=== RECORDS PROVIDED ===

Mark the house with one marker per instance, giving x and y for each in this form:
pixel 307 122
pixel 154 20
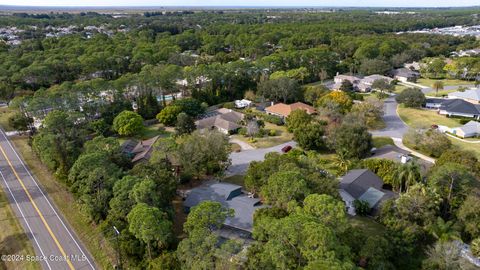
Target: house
pixel 363 185
pixel 391 152
pixel 139 151
pixel 405 75
pixel 470 129
pixel 224 120
pixel 459 108
pixel 244 103
pixel 230 196
pixel 361 84
pixel 284 110
pixel 433 103
pixel 472 95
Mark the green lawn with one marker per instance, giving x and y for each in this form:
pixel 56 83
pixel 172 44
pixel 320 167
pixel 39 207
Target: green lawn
pixel 421 118
pixel 369 226
pixel 282 136
pixel 382 141
pixel 446 82
pixel 235 179
pixel 13 239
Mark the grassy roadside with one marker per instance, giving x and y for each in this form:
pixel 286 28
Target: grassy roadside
pixel 90 235
pixel 13 240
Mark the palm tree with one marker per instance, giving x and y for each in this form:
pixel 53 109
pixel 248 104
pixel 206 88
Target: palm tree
pixel 437 85
pixel 407 175
pixel 444 231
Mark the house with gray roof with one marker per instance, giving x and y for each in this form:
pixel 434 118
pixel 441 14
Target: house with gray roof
pixel 470 129
pixel 224 120
pixel 472 95
pixel 230 196
pixel 364 185
pixel 459 108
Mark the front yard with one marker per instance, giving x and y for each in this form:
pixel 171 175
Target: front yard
pixel 422 118
pixel 282 136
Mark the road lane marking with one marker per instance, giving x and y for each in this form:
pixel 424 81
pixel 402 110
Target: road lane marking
pixel 25 219
pixel 46 198
pixel 70 265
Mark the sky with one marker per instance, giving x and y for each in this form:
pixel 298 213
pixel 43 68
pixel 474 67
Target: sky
pixel 329 3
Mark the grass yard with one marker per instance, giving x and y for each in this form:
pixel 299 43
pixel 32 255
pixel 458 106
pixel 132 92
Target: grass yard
pixel 446 82
pixel 421 118
pixel 90 235
pixel 369 226
pixel 382 141
pixel 440 93
pixel 282 136
pixel 13 240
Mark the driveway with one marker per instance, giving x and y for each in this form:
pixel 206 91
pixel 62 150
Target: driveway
pixel 241 160
pixel 395 127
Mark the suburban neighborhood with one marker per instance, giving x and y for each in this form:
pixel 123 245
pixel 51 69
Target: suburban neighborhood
pixel 239 138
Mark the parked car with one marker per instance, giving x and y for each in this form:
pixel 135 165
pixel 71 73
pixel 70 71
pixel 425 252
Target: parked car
pixel 286 148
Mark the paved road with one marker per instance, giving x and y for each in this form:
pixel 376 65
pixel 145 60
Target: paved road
pixel 53 240
pixel 241 159
pixel 395 128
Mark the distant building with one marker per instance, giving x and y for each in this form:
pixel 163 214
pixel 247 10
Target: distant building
pixel 363 185
pixel 459 107
pixel 472 95
pixel 139 151
pixel 405 75
pixel 470 129
pixel 284 110
pixel 224 120
pixel 230 196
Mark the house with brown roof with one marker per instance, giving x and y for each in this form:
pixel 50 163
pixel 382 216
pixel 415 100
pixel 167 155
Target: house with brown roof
pixel 139 151
pixel 224 120
pixel 284 110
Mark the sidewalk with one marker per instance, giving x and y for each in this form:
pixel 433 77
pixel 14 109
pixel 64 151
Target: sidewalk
pixel 398 142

===

Arrange every line of the records above as a numbered list, leaving out blank lines and any pictures.

1. Mark the house with one marker per instance, giving x and y for each in this form:
2. pixel 307 122
3. pixel 154 20
4. Target: house
5. pixel 363 185
6. pixel 391 152
7. pixel 139 151
8. pixel 405 75
9. pixel 470 129
10. pixel 224 120
11. pixel 459 108
12. pixel 244 103
13. pixel 230 196
14. pixel 361 84
15. pixel 284 110
16. pixel 433 103
17. pixel 472 95
18. Mark the green lawn with one marker per instance, giving x and y for each in this form:
19. pixel 56 83
20. pixel 172 44
21. pixel 320 167
22. pixel 39 207
23. Target: green lawn
24. pixel 421 118
25. pixel 369 226
26. pixel 282 136
27. pixel 382 141
28. pixel 446 82
29. pixel 235 179
30. pixel 13 239
31. Mark the grassy roadside with one marker per instance, giving x and y for each in this form:
32. pixel 286 28
33. Target: grassy roadside
34. pixel 90 235
35. pixel 13 240
36. Mark the palm tree with one marker per instance, giving x and y for each in this form:
37. pixel 53 109
38. pixel 248 104
39. pixel 206 88
40. Target: palm tree
41. pixel 437 85
42. pixel 407 175
43. pixel 444 231
44. Mark the house with gray roof with one marker per instance, giving x and y for each in this form:
45. pixel 434 118
46. pixel 441 14
47. Target: house with gray roof
48. pixel 470 129
49. pixel 224 120
50. pixel 472 95
51. pixel 230 196
52. pixel 364 185
53. pixel 459 108
54. Mark the front yard with one marker per instance, giving x and y for each in this form:
55. pixel 171 175
56. Target: front yard
57. pixel 422 118
58. pixel 282 136
59. Mark the road lane marking with one marker per instance, giving x and y for each in this form:
60. pixel 424 81
61. pixel 402 110
62. Target: road lane marking
63. pixel 25 219
64. pixel 46 198
65. pixel 70 265
66. Mark the sky with one marker per instance, giving x and y for each in this form:
67. pixel 298 213
68. pixel 43 68
69. pixel 474 67
70. Target: sky
71. pixel 329 3
72. Mark the grass yard with one marker per instance, giving x and y for each in this form:
73. pixel 299 43
74. pixel 32 255
75. pixel 458 106
76. pixel 132 92
77. Target: grass yard
78. pixel 446 82
79. pixel 421 118
80. pixel 90 235
81. pixel 369 226
82. pixel 382 141
83. pixel 440 93
84. pixel 282 136
85. pixel 13 240
86. Mark the driveway with one marker per instance, giving x and y for each in this form:
87. pixel 206 91
88. pixel 62 150
89. Target: driveway
90. pixel 241 160
91. pixel 395 127
92. Mark the suburban neighborhood with one marker per instance, giving x and y for each in this form:
93. pixel 123 245
94. pixel 51 69
95. Target: suburban neighborhood
96. pixel 239 138
97. Mark the parked car with one marker per instance, giving x and y for each in this form:
98. pixel 135 165
99. pixel 71 73
100. pixel 70 71
101. pixel 425 252
102. Target: parked car
103. pixel 286 148
104. Mark the paved road with one marker per instance, giving x and y for each in this form:
105. pixel 376 65
106. pixel 145 60
107. Target: paved road
108. pixel 53 240
109. pixel 241 159
110. pixel 395 128
111. Mark the distant building with one marker per instance, giving x and y for each in this form:
112. pixel 163 214
113. pixel 247 10
114. Target: distant building
115. pixel 363 185
116. pixel 459 107
117. pixel 472 95
118. pixel 139 151
119. pixel 405 75
120. pixel 470 129
121. pixel 284 110
122. pixel 224 120
123. pixel 230 196
124. Mark the house with brown roof with one marker per instance, giving x and y for each in this form:
125. pixel 50 163
126. pixel 382 216
127. pixel 415 100
128. pixel 167 155
129. Target: house with brown roof
130. pixel 139 151
131. pixel 224 120
132. pixel 284 110
133. Mark the sidewalk with one marker per instance, giving x and y for each in this form:
134. pixel 433 77
135. pixel 14 109
136. pixel 64 151
137. Target: sidewalk
138. pixel 398 142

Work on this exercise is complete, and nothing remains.